=== DATA ENTRIES ===
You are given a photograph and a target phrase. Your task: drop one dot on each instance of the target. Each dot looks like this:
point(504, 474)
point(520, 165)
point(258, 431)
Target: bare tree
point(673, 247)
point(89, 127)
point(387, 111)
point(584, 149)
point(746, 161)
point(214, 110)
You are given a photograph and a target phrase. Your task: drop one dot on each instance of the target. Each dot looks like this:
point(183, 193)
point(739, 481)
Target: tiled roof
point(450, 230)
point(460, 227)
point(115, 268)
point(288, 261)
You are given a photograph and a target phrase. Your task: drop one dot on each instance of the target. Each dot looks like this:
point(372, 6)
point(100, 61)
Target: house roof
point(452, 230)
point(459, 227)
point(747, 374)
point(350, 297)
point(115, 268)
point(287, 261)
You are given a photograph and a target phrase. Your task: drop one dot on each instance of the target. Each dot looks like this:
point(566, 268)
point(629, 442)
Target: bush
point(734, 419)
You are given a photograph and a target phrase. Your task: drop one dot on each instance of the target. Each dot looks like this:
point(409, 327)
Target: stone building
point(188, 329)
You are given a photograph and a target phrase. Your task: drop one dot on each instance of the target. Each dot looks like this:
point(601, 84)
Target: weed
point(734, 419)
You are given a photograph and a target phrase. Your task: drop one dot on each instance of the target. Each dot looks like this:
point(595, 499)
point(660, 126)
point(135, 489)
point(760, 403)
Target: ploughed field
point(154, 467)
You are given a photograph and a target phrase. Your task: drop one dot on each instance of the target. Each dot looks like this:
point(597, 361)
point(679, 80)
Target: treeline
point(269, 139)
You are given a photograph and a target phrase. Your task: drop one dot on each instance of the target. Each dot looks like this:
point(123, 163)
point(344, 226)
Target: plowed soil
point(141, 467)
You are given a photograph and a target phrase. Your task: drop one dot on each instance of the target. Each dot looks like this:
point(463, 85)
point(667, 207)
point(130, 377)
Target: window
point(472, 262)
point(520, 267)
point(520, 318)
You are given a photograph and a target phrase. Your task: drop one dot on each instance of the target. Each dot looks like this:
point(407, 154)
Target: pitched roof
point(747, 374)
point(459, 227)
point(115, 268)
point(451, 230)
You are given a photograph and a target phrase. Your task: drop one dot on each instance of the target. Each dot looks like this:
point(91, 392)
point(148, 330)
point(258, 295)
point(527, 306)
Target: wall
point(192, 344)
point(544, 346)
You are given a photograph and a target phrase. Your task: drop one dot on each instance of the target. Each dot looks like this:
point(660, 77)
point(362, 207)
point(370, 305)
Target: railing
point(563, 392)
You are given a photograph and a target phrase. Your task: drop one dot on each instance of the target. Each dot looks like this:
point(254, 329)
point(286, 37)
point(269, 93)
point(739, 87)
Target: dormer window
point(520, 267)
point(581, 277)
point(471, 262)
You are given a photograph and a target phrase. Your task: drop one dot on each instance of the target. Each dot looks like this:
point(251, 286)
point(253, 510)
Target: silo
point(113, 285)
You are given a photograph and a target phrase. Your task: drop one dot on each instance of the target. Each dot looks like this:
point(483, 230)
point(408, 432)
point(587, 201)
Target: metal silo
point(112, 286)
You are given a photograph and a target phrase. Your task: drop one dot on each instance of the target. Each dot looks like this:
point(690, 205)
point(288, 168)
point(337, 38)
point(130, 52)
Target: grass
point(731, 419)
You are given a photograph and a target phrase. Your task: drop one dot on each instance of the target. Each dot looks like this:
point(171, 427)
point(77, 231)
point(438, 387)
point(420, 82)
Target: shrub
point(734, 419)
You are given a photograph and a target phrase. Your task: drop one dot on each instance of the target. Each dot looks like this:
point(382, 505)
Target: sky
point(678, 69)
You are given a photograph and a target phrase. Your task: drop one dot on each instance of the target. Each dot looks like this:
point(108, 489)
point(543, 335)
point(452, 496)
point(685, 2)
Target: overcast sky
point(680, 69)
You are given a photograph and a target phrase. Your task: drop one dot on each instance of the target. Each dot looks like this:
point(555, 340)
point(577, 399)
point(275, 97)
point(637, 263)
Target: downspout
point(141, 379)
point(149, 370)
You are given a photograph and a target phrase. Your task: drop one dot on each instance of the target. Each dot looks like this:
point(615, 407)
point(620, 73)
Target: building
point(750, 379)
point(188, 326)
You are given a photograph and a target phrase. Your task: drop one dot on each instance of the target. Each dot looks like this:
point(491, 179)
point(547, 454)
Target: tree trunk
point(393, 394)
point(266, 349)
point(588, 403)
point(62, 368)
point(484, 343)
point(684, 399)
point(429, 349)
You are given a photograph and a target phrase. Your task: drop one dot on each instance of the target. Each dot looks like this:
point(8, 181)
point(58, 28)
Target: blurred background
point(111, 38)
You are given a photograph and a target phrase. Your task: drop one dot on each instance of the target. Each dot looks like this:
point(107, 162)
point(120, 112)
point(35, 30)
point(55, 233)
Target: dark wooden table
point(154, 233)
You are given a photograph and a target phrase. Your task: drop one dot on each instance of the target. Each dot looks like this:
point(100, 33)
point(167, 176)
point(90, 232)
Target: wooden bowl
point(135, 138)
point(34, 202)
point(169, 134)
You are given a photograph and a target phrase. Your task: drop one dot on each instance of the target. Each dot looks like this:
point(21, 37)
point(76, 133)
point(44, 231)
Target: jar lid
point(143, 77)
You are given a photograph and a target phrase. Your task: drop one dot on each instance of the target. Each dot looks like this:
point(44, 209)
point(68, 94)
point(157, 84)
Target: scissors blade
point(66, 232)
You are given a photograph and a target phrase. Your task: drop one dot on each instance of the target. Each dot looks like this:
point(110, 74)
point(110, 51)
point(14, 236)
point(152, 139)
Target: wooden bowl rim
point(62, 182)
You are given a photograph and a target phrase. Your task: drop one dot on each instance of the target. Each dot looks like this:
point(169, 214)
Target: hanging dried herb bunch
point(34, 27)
===
=== DATA ENTRIES ===
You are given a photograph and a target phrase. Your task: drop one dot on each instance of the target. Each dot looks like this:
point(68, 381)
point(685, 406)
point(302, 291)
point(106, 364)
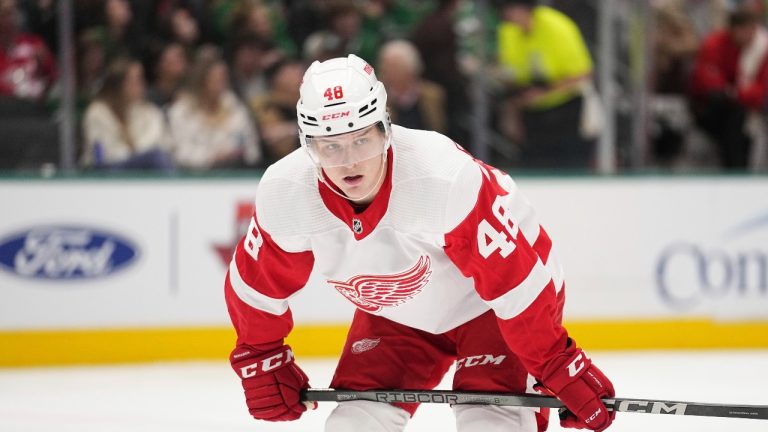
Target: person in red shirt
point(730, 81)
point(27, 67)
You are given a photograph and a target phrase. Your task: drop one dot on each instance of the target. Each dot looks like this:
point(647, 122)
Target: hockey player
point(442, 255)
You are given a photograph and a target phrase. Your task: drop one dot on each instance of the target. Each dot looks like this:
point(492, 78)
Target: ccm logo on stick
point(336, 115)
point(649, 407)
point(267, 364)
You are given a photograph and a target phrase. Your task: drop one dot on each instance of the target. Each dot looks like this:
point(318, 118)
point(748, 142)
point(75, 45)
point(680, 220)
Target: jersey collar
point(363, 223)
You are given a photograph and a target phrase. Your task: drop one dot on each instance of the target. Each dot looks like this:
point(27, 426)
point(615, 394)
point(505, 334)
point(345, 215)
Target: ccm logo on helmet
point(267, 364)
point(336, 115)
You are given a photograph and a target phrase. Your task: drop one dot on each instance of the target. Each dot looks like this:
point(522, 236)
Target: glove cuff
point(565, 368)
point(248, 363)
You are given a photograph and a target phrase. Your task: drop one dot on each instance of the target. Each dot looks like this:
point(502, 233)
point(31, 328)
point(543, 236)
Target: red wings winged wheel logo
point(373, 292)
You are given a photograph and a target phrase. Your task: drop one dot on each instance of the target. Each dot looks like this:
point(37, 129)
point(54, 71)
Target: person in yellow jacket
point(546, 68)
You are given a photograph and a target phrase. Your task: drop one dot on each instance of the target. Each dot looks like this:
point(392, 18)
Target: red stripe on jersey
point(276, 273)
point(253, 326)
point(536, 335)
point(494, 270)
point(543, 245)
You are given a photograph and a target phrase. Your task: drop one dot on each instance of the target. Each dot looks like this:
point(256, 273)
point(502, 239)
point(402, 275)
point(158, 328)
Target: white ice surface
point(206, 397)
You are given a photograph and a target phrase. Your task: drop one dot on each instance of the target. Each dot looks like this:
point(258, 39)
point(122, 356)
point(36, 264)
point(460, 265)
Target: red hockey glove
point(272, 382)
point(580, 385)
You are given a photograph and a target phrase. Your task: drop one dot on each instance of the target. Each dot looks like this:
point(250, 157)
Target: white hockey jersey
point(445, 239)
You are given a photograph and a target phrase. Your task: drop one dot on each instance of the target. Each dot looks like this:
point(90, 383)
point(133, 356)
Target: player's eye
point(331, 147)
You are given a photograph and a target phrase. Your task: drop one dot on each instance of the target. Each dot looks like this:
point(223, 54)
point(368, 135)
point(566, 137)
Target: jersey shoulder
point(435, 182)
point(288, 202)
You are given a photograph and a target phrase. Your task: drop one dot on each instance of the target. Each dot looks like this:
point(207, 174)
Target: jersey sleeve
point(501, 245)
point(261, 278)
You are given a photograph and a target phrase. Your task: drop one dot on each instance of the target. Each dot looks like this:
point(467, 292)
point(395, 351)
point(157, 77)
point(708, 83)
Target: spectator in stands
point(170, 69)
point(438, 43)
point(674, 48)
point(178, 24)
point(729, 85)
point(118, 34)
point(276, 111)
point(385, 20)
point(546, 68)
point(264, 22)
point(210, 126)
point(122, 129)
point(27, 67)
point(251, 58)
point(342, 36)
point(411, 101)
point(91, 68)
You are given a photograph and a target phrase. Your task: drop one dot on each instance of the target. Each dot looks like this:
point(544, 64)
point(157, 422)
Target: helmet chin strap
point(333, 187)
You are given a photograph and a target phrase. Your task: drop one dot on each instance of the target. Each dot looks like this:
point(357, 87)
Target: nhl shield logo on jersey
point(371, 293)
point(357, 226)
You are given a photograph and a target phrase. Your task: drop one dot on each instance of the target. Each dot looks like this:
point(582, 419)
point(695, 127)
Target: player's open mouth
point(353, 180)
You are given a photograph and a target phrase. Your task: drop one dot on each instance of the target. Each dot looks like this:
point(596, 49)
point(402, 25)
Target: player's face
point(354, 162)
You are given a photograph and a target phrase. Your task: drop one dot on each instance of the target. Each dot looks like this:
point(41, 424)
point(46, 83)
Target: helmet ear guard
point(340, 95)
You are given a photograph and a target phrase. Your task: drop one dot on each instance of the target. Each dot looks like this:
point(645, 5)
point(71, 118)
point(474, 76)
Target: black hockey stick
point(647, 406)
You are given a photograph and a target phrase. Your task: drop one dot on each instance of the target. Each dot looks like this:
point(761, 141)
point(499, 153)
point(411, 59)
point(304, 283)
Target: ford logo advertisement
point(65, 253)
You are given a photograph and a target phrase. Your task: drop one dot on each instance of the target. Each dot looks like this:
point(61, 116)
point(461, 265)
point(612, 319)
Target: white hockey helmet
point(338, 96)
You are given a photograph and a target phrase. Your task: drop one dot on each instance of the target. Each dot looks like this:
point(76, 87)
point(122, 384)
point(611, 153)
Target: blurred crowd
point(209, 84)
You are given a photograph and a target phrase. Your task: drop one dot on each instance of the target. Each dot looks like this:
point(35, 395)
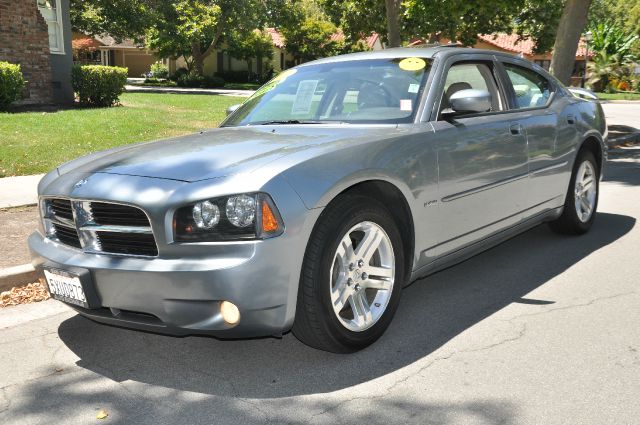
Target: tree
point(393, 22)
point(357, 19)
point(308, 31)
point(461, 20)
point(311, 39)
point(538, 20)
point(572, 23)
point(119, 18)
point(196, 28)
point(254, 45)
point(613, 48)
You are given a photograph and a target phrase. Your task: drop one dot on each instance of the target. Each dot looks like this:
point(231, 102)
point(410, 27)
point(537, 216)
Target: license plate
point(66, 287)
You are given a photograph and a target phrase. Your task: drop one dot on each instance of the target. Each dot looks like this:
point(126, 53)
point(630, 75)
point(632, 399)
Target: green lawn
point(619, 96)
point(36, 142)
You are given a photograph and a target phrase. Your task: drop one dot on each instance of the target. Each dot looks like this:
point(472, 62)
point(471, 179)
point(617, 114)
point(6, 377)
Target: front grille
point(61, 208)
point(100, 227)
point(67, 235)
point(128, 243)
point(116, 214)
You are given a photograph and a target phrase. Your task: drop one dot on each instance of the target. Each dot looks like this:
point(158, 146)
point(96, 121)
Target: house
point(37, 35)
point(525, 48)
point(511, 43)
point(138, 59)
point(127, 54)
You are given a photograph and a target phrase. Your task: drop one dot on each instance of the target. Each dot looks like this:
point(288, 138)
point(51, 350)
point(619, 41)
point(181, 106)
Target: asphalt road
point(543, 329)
===
* GOAL OF THE EXERCISE: Extract every line of the records that contains the string "bowl". Matching is case-sensitive.

* THE SOLUTION:
Target: wooden bowl
Target: wooden bowl rim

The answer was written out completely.